:: What to do ::
[1] In the passage about Hatty, where are she and Stephen going on their delayed honeymoon?
[2] Pick up the passage about Hatty after its final sentence and carry it forward.

:: Passage given ::
********

The 37-year-old Hatty, as English's story opens, is torn between two impulses. She has just gotten word that her uncle's wife Cynthia has died: this brings back complicated feelings of events long past, memories of the ambivalent relationship with Cynthia she had as a young woman. At the same time, she is about to embark on delayed honeymoon through France to Ibiza with her younger husband Stephen, which forces her into the present and all the awkwardness and imperfection of traveling. As she and Stephen make their way south, strings of thought about what happened between her and Cynthia—and, by extension, between her and her uncle, and her mother, and a male friend of her uncle and aunt— occur and recur in Hatty's mind, as she tries to sort out her feelings upon learning that this family member who was once important to her has died. Hatty's memories of her past—from an awkward girl of fourteen, convinced that her skill at the piano marks her out as different from those around her, to a disillusioned twenty-five-year-old teaching piano between the wars, to a post-war emotional convalescent returning to the site of her childhood—intermingle fluidly with the pleasures and obstacles of her and Stephen's journey to Spain.

********

:: Entries for pointing and labeling ::
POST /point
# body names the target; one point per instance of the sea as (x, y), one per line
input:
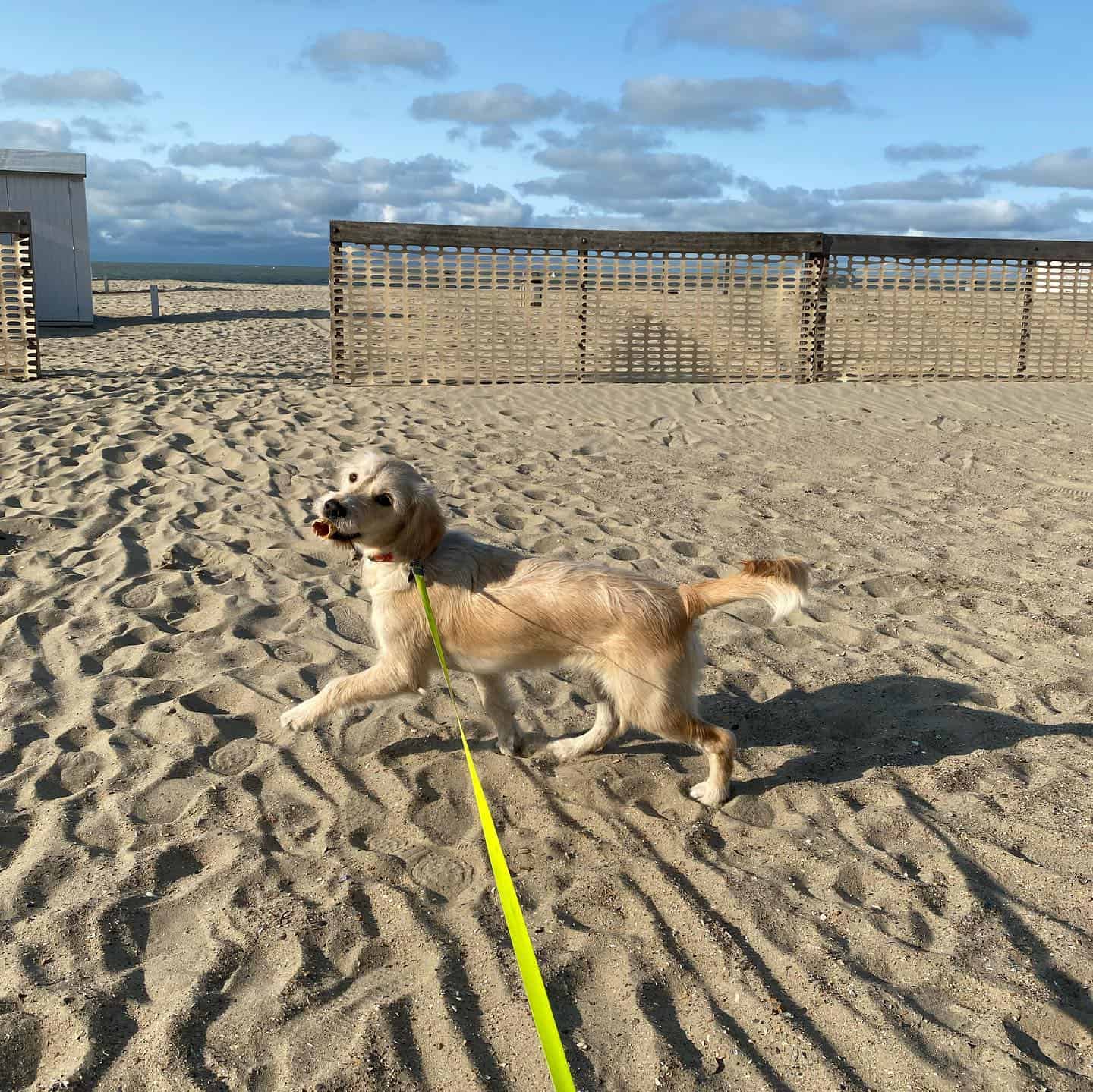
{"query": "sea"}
(197, 272)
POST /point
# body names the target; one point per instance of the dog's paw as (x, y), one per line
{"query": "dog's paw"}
(300, 716)
(710, 795)
(514, 747)
(561, 750)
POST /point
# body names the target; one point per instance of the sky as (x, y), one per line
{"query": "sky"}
(234, 131)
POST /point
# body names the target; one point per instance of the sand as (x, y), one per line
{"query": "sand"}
(899, 896)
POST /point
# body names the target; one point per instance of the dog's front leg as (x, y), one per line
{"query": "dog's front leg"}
(383, 680)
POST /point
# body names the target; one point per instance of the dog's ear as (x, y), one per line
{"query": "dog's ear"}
(424, 526)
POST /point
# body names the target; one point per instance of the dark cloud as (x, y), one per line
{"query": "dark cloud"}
(933, 186)
(931, 152)
(762, 208)
(725, 104)
(827, 30)
(1071, 169)
(99, 86)
(619, 168)
(350, 52)
(292, 156)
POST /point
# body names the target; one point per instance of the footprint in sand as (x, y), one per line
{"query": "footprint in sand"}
(233, 757)
(22, 1043)
(138, 598)
(441, 873)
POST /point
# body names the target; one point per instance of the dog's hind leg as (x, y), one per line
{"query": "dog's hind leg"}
(499, 707)
(608, 725)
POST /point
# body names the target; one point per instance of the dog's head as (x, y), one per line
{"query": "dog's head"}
(382, 505)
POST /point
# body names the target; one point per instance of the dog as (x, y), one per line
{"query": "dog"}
(499, 612)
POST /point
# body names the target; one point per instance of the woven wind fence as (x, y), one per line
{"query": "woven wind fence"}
(19, 332)
(424, 303)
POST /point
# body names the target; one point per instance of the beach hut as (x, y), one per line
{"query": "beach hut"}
(49, 186)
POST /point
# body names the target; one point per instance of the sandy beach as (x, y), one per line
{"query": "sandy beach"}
(899, 895)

********

:: Responses to the tasks ::
[1] Through France to Ibiza.

[2]
One of the things that kept striking me about Every Eye up until the last thirty or so pages, was a sense of coldness and unbridgeable distance between people, specifically between Hatty and Stephen (who, one gets the sense, the reader is supposed to feel glad are together). Compared to Hatty's visceral push-pull relationship with Cynthia, Stephen seems like a shadowy presence, asleep in a train car across from her or conversing with their tour guide while she lets her attention wander. While she suffers from shipboard insomnia, he is fast asleep on deck; when she hovers on the doorstep of a dodgy-looking hotel, he dismisses her fears and drags her inside. But although Stephen does comes to life a bit more in the last 30-50 pages of the novella, I came to realize that this distance is part of Hatty's experience of life with everyone—even, it turns out, Cynthia herself. There are moments of connection, of sympathy, and relief, but for the most part humans are set on tracks unknown to one another, which can only be understood much later, if at all. "I was over twenty-five," Hatty writes,

and I had come within the core of myself to know that I could never successfully make a real contact with another human being.

The one relationship she has in her twenties becomes unhappy and ridiculous precisely because she tries to overcome this, tries to make her dealings with her uncle's friend conform to the narrative she has learned about romance, love, proposals, and marriage.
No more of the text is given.